[The task] Rewrite the records below as a Markdown table with two columns, Row and Line. Put a row number and one line in each row, and leave out blank lines.

---

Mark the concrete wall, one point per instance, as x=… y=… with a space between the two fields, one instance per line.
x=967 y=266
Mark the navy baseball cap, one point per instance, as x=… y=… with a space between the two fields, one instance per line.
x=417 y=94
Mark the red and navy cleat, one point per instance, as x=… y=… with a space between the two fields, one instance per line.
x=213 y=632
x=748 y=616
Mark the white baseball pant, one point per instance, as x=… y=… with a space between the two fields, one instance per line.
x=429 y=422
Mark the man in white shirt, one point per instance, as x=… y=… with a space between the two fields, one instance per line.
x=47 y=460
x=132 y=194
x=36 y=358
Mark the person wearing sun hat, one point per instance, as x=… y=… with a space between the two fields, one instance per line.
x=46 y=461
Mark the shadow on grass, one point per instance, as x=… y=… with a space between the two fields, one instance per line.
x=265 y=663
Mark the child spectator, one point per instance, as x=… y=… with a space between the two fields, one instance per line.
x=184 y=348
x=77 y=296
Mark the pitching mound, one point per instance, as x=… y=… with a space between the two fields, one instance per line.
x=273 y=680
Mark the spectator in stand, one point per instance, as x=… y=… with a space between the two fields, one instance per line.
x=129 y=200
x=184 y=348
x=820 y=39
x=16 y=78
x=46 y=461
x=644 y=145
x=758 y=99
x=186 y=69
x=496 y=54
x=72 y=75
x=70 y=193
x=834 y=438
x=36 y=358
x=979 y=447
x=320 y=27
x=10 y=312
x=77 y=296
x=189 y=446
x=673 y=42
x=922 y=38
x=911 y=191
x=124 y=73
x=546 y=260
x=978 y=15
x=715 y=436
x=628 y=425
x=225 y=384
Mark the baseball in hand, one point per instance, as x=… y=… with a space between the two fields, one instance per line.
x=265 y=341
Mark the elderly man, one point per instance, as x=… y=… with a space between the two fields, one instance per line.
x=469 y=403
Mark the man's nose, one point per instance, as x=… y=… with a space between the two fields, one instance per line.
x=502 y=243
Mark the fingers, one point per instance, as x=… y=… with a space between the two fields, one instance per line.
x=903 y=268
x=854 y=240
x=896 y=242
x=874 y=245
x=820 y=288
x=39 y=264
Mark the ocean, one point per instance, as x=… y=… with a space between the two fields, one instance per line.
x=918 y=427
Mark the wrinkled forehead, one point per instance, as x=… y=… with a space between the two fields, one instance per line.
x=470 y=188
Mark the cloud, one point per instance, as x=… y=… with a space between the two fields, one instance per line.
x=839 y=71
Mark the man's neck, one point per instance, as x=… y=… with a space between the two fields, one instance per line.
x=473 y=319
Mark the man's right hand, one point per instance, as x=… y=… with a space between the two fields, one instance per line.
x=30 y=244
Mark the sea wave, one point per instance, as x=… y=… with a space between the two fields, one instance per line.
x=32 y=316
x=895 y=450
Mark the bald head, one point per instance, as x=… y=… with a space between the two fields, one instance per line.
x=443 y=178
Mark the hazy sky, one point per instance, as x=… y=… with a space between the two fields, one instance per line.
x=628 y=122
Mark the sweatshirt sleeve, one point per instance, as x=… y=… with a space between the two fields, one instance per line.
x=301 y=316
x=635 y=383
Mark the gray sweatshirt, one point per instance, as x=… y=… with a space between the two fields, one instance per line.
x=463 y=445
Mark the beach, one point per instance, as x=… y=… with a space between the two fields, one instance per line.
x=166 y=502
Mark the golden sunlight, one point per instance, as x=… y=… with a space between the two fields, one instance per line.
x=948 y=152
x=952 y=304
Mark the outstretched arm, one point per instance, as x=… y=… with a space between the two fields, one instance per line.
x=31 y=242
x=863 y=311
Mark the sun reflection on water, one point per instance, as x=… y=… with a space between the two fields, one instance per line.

---

[Worked answer]
| Row | Line |
|---|---|
| 1 | Mark the concrete wall, one point per instance, as x=… y=… with a space between the two fields, one instance per line. |
| 2 | x=967 y=266 |
| 3 | Mark the navy baseball cap, one point per instance, as x=… y=… with a space between the two fields, one instance per line. |
| 4 | x=417 y=94 |
| 5 | Mark the red and navy cleat, one point per instance, as x=… y=… with a space between the two fields, one instance per line. |
| 6 | x=213 y=632 |
| 7 | x=748 y=616 |
| 8 | Mark the white baseball pant, one point per instance, as x=… y=… with a space between the two fields, one instance per line. |
| 9 | x=429 y=422 |
| 10 | Mark the man in white shirt, one point per instance, as x=… y=… with a space between the two fields, one instance per line. |
| 11 | x=47 y=460 |
| 12 | x=132 y=194 |
| 13 | x=36 y=358 |
| 14 | Mark the person wearing sun hat, one point per instance, as x=… y=… with a space between the two fields, one instance per line. |
| 15 | x=46 y=461 |
| 16 | Mark the shadow on grass, one point per instance, as x=… y=… with a space between the two fields, one instance per line. |
| 17 | x=265 y=663 |
| 18 | Mark the child spectator, one point per instance, as x=… y=… with a space between the two fields, one instance per line. |
| 19 | x=184 y=348 |
| 20 | x=77 y=296 |
| 21 | Mark the pitching mound, one point per instance, as x=… y=… with a space between the two fields, one instance per line. |
| 22 | x=273 y=680 |
| 23 | Mark the spectator in stand, one point per instance, as x=… y=… with a space between the two fields, one instance per line. |
| 24 | x=129 y=200 |
| 25 | x=184 y=348 |
| 26 | x=820 y=39 |
| 27 | x=16 y=78 |
| 28 | x=46 y=461 |
| 29 | x=644 y=145 |
| 30 | x=758 y=99 |
| 31 | x=186 y=69 |
| 32 | x=496 y=54 |
| 33 | x=72 y=75 |
| 34 | x=70 y=193 |
| 35 | x=834 y=438 |
| 36 | x=36 y=358 |
| 37 | x=979 y=447 |
| 38 | x=320 y=27 |
| 39 | x=10 y=312 |
| 40 | x=77 y=296 |
| 41 | x=189 y=446 |
| 42 | x=673 y=42 |
| 43 | x=922 y=38 |
| 44 | x=911 y=191 |
| 45 | x=124 y=73 |
| 46 | x=546 y=260 |
| 47 | x=978 y=15 |
| 48 | x=715 y=436 |
| 49 | x=628 y=425 |
| 50 | x=225 y=384 |
| 51 | Mark the baseball in hand, one point per instance, as x=… y=… with a space between the two fields, one instance per line. |
| 52 | x=265 y=341 |
| 53 | Mark the elderly man, one point per instance, as x=… y=… with a space between the two fields, one instance per line. |
| 54 | x=469 y=403 |
| 55 | Mark the man's nose, one point per instance, as x=… y=… with a space between the two fields, one instance per line. |
| 56 | x=502 y=243 |
| 57 | Mark the fingers, one point per instance, as x=… y=… with a space between the two fields, one instance per line. |
| 58 | x=903 y=268 |
| 59 | x=854 y=240 |
| 60 | x=896 y=242 |
| 61 | x=874 y=245 |
| 62 | x=820 y=288 |
| 63 | x=39 y=264 |
| 64 | Mark the ocean, one point per instance, as x=… y=… with a space between the two fields, one instance per line. |
| 65 | x=918 y=427 |
| 66 | Mark the wrinkled forehead, one point per instance, as x=… y=… with a space between the two fields, one instance per line. |
| 67 | x=470 y=188 |
| 68 | Mark the cloud, one point per instance, as x=… y=… with a space between the two fields, one instance per line. |
| 69 | x=839 y=71 |
| 70 | Mark the man's neck, one point per instance, as x=… y=… with a space between the two fields, one instance per line. |
| 71 | x=473 y=319 |
| 72 | Mark the man's right hand, one point per instance, as x=… y=… with a space between the two fields, one instance per line. |
| 73 | x=30 y=244 |
| 74 | Mark the sea wave, one point per instance, as x=… y=… with a space between the two fields, one instance per line. |
| 75 | x=32 y=316 |
| 76 | x=895 y=450 |
| 77 | Mark the bald head, one point per instance, as x=… y=… with a space between the two fields, one instance per line. |
| 78 | x=443 y=178 |
| 79 | Mark the hazy sky, one point per instance, as x=… y=… with a space between the two fields, one instance per line. |
| 80 | x=628 y=122 |
| 81 | Mark the sweatshirt sleeve, one point per instance, as x=… y=… with a space between the two fields, one instance per line. |
| 82 | x=301 y=316 |
| 83 | x=635 y=383 |
| 84 | Mark the gray sweatshirt, one point per instance, as x=… y=… with a space between the two fields, one instance per line. |
| 85 | x=463 y=445 |
| 86 | Mark the beach, one point per instance, as x=… y=… with a space between the two fields, one instance per line. |
| 87 | x=166 y=502 |
| 88 | Mark the golden sunlight, one point per instance, as x=… y=… with a space between the two fields, one instance per line. |
| 89 | x=948 y=152 |
| 90 | x=952 y=304 |
| 91 | Mark the outstretched arm, one point per instance, as x=… y=… with a space between the two fields, one instance per line. |
| 92 | x=31 y=242 |
| 93 | x=863 y=311 |
| 94 | Mark the sun reflection on water, one point per instance, as x=… y=… with a space between the two fields, one instance per line. |